> **DOCUMENT EXTRACT**
━━━━━━━━━━━━━━━━━━━━

Admiral Henry Harris, the commander of U.S. Pacific Forces, and the Pentagon, see Australia as the essential southern dock of the “rebalance” to Asia. Within the next three years 60 percent of U.S. air and naval forces are earmarked for the Indo-Pacific. This month Harris signed an agreement with the Australian military to expand Washington’s military presence there in 2017 with advanced F-22 Raptor fighters. He has also shared Trump’s enthusiasm for bloating the navy with 350 warships almost entirely allocated to the Pacific.
Donald Trump will inherit this tinderbox from Obama. The entire setup invites a segue from threats to action. Compounding the danger is the mania for confrontation displayed the Pentagon’s main man in the Pacific.
In an alarming development, Admiral Harris is pressing for further aggression to take place inside the 12-mile exclusion zone around territory held by China. According to Navy Times the commander “wants to drive through an area and do military operations,” which would include launching aircraft and firing weapons systems. “We will be ready to confront when we must.” The Obama administration is reluctant to push that hard, but Trump, who has made countless threats against China, is more in tune with these more aggressive recommendations.
Navy Times warned that, in the light of the current escalations “some sort of confrontation seems increasingly likely.”
Chinese officials agree. A specialist in military strategy associated with the People’s Liberation Army warns that “China will very likely strike back if the US comes within 12 miles of the [Nansha] islands.” Another military authority at Nanjing University alerted Washington that “The US provocation has boosted the chance of military confrontation between Beijing and Washington.” And the state-controlled Global Times warns that “China hopes that disputes can be resolved by talks, but it must be prepared for any military confrontation.”

━━━━━━━━━━━━━━━━━━━━

Stored items:
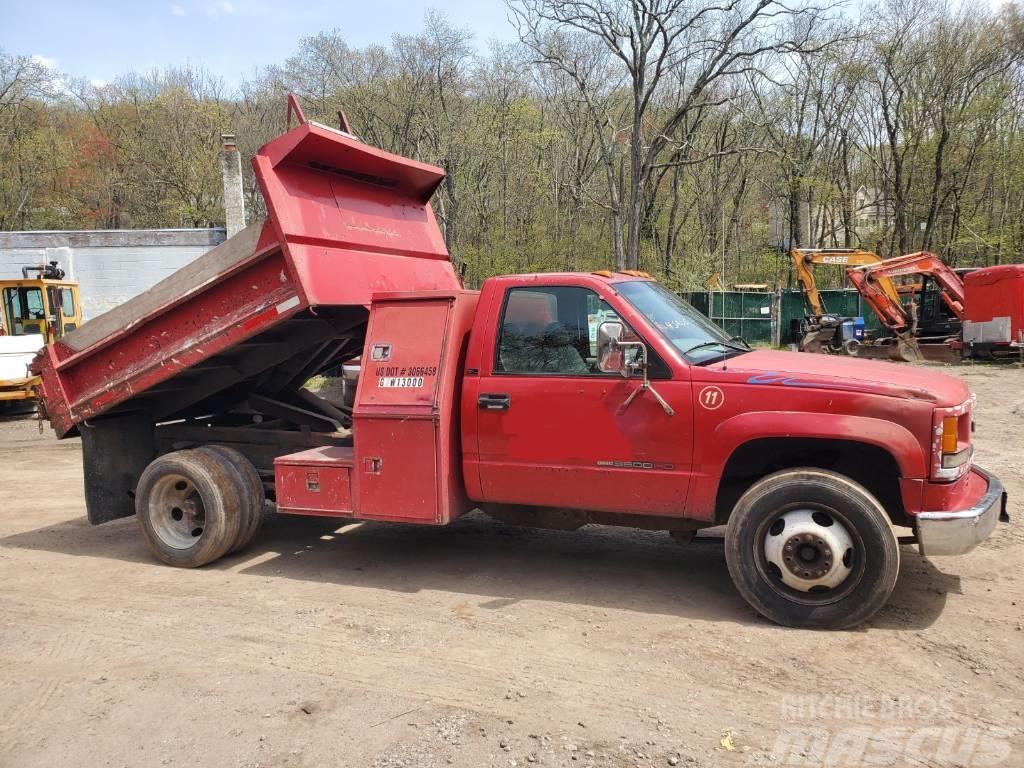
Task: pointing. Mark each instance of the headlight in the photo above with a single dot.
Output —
(951, 449)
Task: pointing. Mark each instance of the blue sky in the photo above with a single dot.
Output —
(101, 40)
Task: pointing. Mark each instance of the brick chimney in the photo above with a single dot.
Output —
(235, 202)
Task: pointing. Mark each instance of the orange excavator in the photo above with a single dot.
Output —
(820, 331)
(876, 285)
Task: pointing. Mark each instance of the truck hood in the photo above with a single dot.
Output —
(771, 368)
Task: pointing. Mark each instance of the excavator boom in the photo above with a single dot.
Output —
(805, 258)
(870, 282)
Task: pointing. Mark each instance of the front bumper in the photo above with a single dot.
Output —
(956, 531)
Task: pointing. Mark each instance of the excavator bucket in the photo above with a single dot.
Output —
(906, 349)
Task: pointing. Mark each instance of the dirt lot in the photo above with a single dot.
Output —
(483, 644)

━━━━━━━━━━━━━━━━━━━━

> **GIVEN REQUEST 1**
In the excerpt on U.S. military forces in the Pacific, what percentage of U.S. air and naval forces is earmarked for the Indo-Pacific within the next three years?
> **GIVEN REQUEST 2**
Repeat the stretch of the Pacific military excerpt from "In an alarming" through "more aggressive recommendations.".
> **GIVEN REQUEST 3**
Proceed with the piece on U.S.–China military tensions in the Pacific, picking up after its final sentence.

> **RIGHT ANSWER 1**
60 percent

> **RIGHT ANSWER 2**
In an alarming development, Admiral Harris is pressing for further aggression to take place inside the 12-mile exclusion zone around territory held by China. According to Navy Times the commander “wants to drive through an area and do military operations,” which would include launching aircraft and firing weapons systems. “We will be ready to confront when we must.” The Obama administration is reluctant to push that hard, but Trump, who has made countless threats against China, is more in tune with these more aggressive recommendations.

> **RIGHT ANSWER 3**
This has not deterred the U.S. from developing detailed plans for war with China. The Mitchell Institute For Aerospace Studies has reported that Air Force officers are preparing the most detailed plans to date for deploying the F-35, the most advanced fighter plane, in an all-out war with China. Is our next president licking his chops at this prospect? Prominent think tanks have recently provided grist for Trump’s mill.
Policymakers’ New and Improved Militarism
Last year the Council on Foreign Relations, the leading elite foreign-policy think tank, released a study titled Revising U.S. Grand Strategy Toward China. The upshot is that antagonisms are growing between what the Council considers the world’s two most powerful nations, tensions that require an escalation of Washington’s policy of confrontation. The hostilities are grounded in China’s reluctance to embrace the core of U.S. foreign policy, identified thus by the Council: “Preserving U.S. primacy in the global system ought to remain the central objective of U.S. grand strategy in the twenty-first century.” The “threat” to U.S. national interests consists in China’s refusal to submit to the U.S. demand that it exercise no predominant influence in its own neighborhood! What unsettles elites most, according to the Council, is the “challenge by China to U.S. primacy in Asia.” This is but one of the horrifying corollaries of what used to be called Full Spectrum Dominance and is now called simply global “predominance” or “primacy.” Under a Trump presidency, this amounts to a recipe for war.
The RAND Corporation too has taken up planning for war with China in a study commissioned by the U.S. Army titled “War with China: Thinking Through the Unthinkable.” The phrase “thinking the unthinkable” was coined in 1960 by RAND’s chief postwar strategist, the Strangelove counterpart Herman Kahn, whose book On Thermonuclear War advanced a strategy for winning a nuclear war against the Soviet Union. The study makes it clear that war with China is by no means out of the question, but stresses that as time passes Washington’s nuclear advantage is sure to decline. The clear implication is that sooner is better than later.
Note that RAND’s logic renders unimpressive Kinzer’s consolation that “No war is likely soon. China’s military is far weaker than that of the United States. It is engaged in a long-term buildup that, if unchecked, will substantially increase its offensive power.” But according to RAND’s wisdom, the relative weakness of China’s military is all the more reason to assault China now, before it gains the capacity to deter.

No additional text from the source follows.